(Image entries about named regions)
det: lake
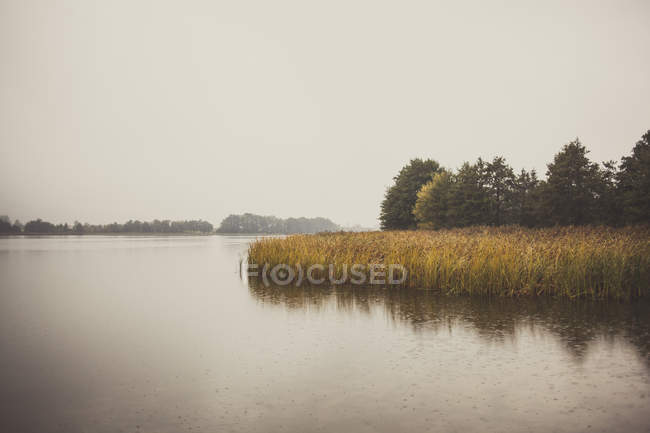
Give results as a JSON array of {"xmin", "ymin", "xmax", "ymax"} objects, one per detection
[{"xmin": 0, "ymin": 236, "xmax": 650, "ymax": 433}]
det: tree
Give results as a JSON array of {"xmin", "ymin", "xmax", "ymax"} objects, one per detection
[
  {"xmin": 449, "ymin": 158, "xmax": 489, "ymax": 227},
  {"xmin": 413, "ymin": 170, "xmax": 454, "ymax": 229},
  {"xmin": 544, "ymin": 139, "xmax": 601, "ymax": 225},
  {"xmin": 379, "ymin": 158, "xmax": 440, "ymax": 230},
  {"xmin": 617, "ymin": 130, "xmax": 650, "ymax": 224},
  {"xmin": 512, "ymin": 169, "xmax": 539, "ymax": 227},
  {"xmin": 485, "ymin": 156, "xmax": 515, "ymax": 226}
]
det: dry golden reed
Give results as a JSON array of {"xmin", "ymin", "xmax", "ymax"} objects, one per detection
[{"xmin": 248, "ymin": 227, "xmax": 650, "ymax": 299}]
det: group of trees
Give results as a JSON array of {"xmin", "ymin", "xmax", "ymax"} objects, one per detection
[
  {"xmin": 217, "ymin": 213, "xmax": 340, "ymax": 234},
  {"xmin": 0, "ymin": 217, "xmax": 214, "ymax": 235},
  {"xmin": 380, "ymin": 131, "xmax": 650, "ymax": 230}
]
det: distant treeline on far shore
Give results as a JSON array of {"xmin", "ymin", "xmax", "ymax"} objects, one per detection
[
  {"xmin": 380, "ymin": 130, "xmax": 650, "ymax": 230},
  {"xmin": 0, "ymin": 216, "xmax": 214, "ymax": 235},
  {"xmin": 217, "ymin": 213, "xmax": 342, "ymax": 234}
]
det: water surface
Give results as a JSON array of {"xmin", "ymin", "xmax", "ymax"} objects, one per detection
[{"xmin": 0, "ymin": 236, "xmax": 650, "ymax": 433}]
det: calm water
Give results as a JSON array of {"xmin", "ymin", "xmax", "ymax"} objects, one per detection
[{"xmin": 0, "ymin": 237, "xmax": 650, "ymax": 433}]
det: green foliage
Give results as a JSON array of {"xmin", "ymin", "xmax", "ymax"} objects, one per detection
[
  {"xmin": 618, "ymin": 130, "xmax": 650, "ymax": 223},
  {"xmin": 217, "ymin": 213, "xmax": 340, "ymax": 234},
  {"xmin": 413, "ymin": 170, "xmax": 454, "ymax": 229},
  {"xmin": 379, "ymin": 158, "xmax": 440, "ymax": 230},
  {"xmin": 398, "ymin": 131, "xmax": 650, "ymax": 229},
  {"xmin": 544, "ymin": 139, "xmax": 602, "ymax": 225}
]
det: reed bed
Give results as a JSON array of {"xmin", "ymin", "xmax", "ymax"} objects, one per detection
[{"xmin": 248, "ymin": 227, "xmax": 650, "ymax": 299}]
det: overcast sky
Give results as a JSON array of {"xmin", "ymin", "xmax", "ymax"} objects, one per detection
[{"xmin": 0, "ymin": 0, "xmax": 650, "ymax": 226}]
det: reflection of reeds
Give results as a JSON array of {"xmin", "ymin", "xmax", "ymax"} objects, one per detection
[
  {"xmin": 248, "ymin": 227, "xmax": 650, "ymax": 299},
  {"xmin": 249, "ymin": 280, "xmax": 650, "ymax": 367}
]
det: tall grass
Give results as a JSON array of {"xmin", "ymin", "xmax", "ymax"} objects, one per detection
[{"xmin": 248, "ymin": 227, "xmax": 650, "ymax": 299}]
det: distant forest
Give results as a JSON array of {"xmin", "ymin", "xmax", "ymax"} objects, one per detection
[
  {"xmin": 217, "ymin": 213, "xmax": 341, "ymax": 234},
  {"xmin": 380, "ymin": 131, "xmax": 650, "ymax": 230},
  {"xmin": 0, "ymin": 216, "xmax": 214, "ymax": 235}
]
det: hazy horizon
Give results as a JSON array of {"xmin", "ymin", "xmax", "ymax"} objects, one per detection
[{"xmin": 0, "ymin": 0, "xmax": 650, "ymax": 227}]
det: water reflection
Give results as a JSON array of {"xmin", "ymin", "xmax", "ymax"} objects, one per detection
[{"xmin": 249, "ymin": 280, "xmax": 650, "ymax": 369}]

**Written exercise:** Reproduce all of the records above line for line, without changing anything, and leave the pictures out.

**The reply:**
det: lake
Give results as a JSON array of {"xmin", "ymin", "xmax", "ymax"} objects, one per detection
[{"xmin": 0, "ymin": 236, "xmax": 650, "ymax": 433}]
det: tree
Give results as a JSON array of {"xmin", "ymin", "xmax", "ymax"} objects, one per detection
[
  {"xmin": 449, "ymin": 158, "xmax": 489, "ymax": 227},
  {"xmin": 413, "ymin": 170, "xmax": 454, "ymax": 229},
  {"xmin": 544, "ymin": 139, "xmax": 601, "ymax": 225},
  {"xmin": 379, "ymin": 158, "xmax": 440, "ymax": 230},
  {"xmin": 617, "ymin": 130, "xmax": 650, "ymax": 224},
  {"xmin": 512, "ymin": 169, "xmax": 539, "ymax": 227},
  {"xmin": 485, "ymin": 156, "xmax": 515, "ymax": 226}
]
det: dry golden reed
Give results as a JSON array of {"xmin", "ymin", "xmax", "ymax"} objects, one per detection
[{"xmin": 248, "ymin": 227, "xmax": 650, "ymax": 299}]
det: group of trees
Give results as a JSON array of {"xmin", "ymin", "xmax", "ymax"} objects, one per detection
[
  {"xmin": 217, "ymin": 213, "xmax": 340, "ymax": 234},
  {"xmin": 0, "ymin": 217, "xmax": 214, "ymax": 235},
  {"xmin": 380, "ymin": 131, "xmax": 650, "ymax": 230}
]
det: distant treeline on far shore
Give results as a JSON array of {"xmin", "ymin", "xmax", "ymax"} objects, one per detection
[
  {"xmin": 380, "ymin": 130, "xmax": 650, "ymax": 230},
  {"xmin": 0, "ymin": 216, "xmax": 214, "ymax": 235},
  {"xmin": 217, "ymin": 213, "xmax": 342, "ymax": 234}
]
det: water surface
Give results as a JSON array of {"xmin", "ymin", "xmax", "ymax"} objects, one per detection
[{"xmin": 0, "ymin": 236, "xmax": 650, "ymax": 433}]
det: calm water
Give results as a JSON array of {"xmin", "ymin", "xmax", "ymax"} objects, one per detection
[{"xmin": 0, "ymin": 237, "xmax": 650, "ymax": 433}]
det: green foliage
Give results as a JSON array of {"xmin", "ymin", "xmax", "ymax"} objects, one per detection
[
  {"xmin": 618, "ymin": 130, "xmax": 650, "ymax": 223},
  {"xmin": 217, "ymin": 213, "xmax": 340, "ymax": 234},
  {"xmin": 413, "ymin": 170, "xmax": 454, "ymax": 229},
  {"xmin": 379, "ymin": 158, "xmax": 440, "ymax": 230},
  {"xmin": 398, "ymin": 131, "xmax": 650, "ymax": 229},
  {"xmin": 544, "ymin": 139, "xmax": 602, "ymax": 225}
]
det: reed bed
Give results as a JSON array of {"xmin", "ymin", "xmax", "ymax"} objects, one per detection
[{"xmin": 248, "ymin": 227, "xmax": 650, "ymax": 299}]
det: overcast sky
Give results as a JSON array of {"xmin", "ymin", "xmax", "ymax"} objects, one per detection
[{"xmin": 0, "ymin": 0, "xmax": 650, "ymax": 226}]
det: reflection of reeds
Give results as a JSON array of {"xmin", "ymin", "xmax", "ymax"} objects, one per detection
[
  {"xmin": 248, "ymin": 227, "xmax": 650, "ymax": 299},
  {"xmin": 249, "ymin": 280, "xmax": 650, "ymax": 367}
]
det: tall grass
Give results as a JSON array of {"xmin", "ymin", "xmax", "ymax"} objects, one per detection
[{"xmin": 248, "ymin": 227, "xmax": 650, "ymax": 299}]
det: distant forest
Give results as a JSON array of {"xmin", "ymin", "xmax", "ymax"} objects, one per detection
[
  {"xmin": 217, "ymin": 213, "xmax": 341, "ymax": 234},
  {"xmin": 380, "ymin": 131, "xmax": 650, "ymax": 230},
  {"xmin": 0, "ymin": 216, "xmax": 214, "ymax": 235}
]
det: hazy horizon
Give results as a JSON array of {"xmin", "ymin", "xmax", "ymax"} objects, one per detection
[{"xmin": 0, "ymin": 0, "xmax": 650, "ymax": 227}]
det: water reflection
Give results as a JSON array of {"xmin", "ymin", "xmax", "ymax"} objects, one per detection
[{"xmin": 249, "ymin": 280, "xmax": 650, "ymax": 369}]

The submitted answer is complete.